Schriftliche Aufgabe A: Als was jobbt Nadja laut der Filmkritik zu „Roter Himmel“ an der Küste?
Schriftliche Aufgabe B: Schreib die Filmkritik zu „Roter Himmel“ ab ihrem letzten Satz weiter.

Ausgangstext:
ROTER HIMMEL von Christian Petzold


ROTER HIMMEL © Christian Schulz : Schramm Film
ROTER HIMMEL © Christian Schulz : Schramm Film

Das Leiden des Künstlers an sich selbst

Irgendwie bedrohlich wirkt der Wald, durch den Felix und Leon fahren, ehe sie eine Panne zum Fußmarsch zwingt. Es raschelt hier, während dort die Blätter flüstern, genießen können die beiden Freunde das nicht, das Reisegepäck nervt und gleichzeitig kündigt die Dunkelheit das Ende des Tages an. Immerhin erinnert sich Felix, dessen Familie das Ferienhaus, in dem die beiden arbeiten wollen, an eine Abkürzung. Er lässt Leon mit dem Versprechen zurück, schnell zurück zu sein, noch ehe der widersprechen kann.

Kommt einem bekannt vor, Horrorfilme beginnen so – aber ein Film von Petzold nur deshalb, weil der Regisseur sich als großer Cineast mit solch einer Schablone den Spaß einer falschen Fährte gönnt.

Denn in ROTER HIMMEL kehrt Felix natürlich zurück und bringt den Freund, den zwischenzeitlich niemand zerhackt hat, sicher in das Haus, in dem die beiden ihre Ferien verbringen wollen… das sie aber nicht alleine bewohnen: Felix‘ Mutter hat ein Zimmer Nadja überlassen, die die Saison nutzt, um an der Küste als Eisverkäuferin zu jobben – und das Leben und die Leichtigkeit, die der Sommer verspricht, zu genießen. Der gutaussehende Rettungsschwimmer Devid verbringt die eine und die andere Nacht mit ihr.

Die Planänderung erzeugt mehr Stress bei Leon als der unweit brennende Wald, der zwar den Abendhimmel rot färbt und von donnernden Helikoptern bekämpft werden muss, aber doch weit weg scheint.

Erfasste Daten:
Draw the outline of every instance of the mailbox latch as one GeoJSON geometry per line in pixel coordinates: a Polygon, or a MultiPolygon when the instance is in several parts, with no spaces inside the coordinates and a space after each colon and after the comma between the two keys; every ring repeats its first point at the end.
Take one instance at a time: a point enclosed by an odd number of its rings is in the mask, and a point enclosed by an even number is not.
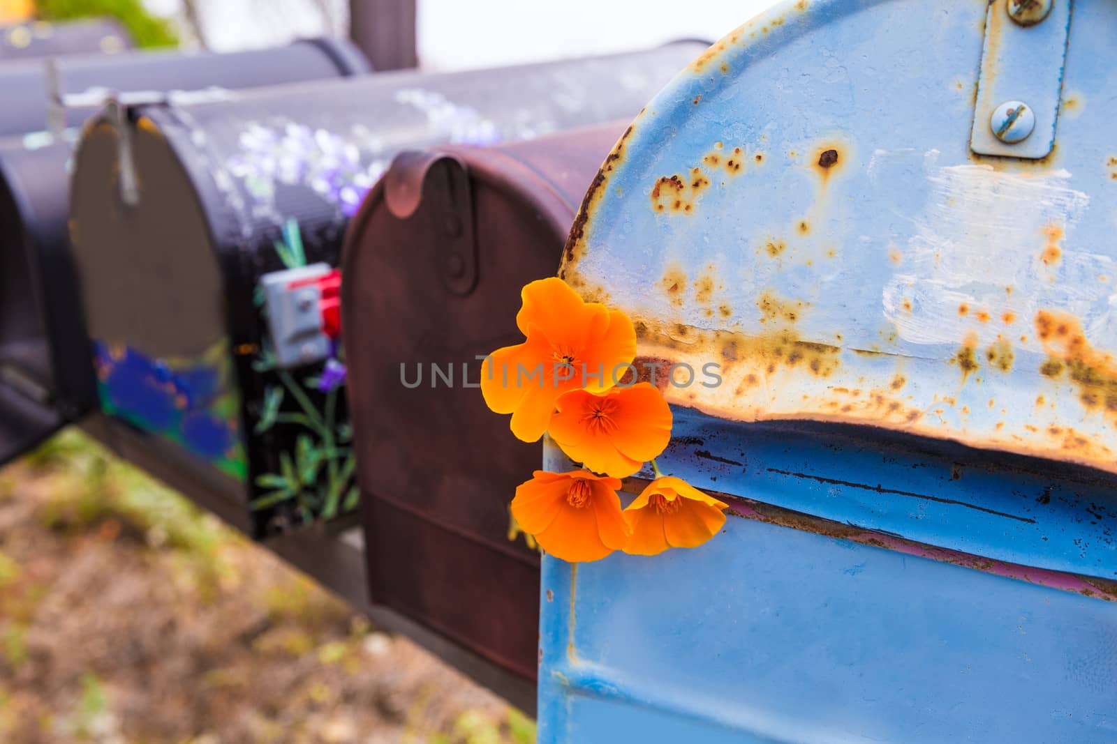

Ergebnis der Aufgabe A: Als Eisverkäuferin.

Ergebnis der Aufgabe B:
Der junge Schriftsteller will in Ruhe Inspiration für „Club Sandwich“, seinen zweiten Roman, finden und an ihm arbeiten, ehe er mit seinem Verleger nächste Schritte bespricht. Doch das Buch will ihm nicht von der Hand gehen, was ihn nervt – und das lässt er alle anderen spüren. Aber was passiert, wenn der Wind dreht?

Christian Petzold gelingt mit ROTER HIMMEL sein stärkstes Werk seit Jahren – und das will nach Festivalhits wie UNDINE (hier unsere Kritik), TRANSIT oder BARBARA (hier unsere Filmkritik) etwas heißen. Sein „Sommerfilm“, wie er das Genre selbst bestimmt, strotzt vor klugen Ideen, nutzt cineastische Zitate und Anspielungen auf dem Weg, der vielleicht zur großen Liebe, ganz sicher aber zum großen Drama führt.
Thomas Schubert begeistert als ein dreckarschiger und doch irgendwie liebenswerter Schriftsteller Leon ebenso wie Paula Beer, deren Aura als in sich ruhender wie erhabener Nadja keiner der Besucher des Ferienhauses und des Publikums entziehen kann. Die Jury der 73. Berlinale zeichnete Petzolds ROTER HIMMEL mit dem Großen Preis der Jury aus. Weitere Preise wären durchaus denkbar und verdient gewesen.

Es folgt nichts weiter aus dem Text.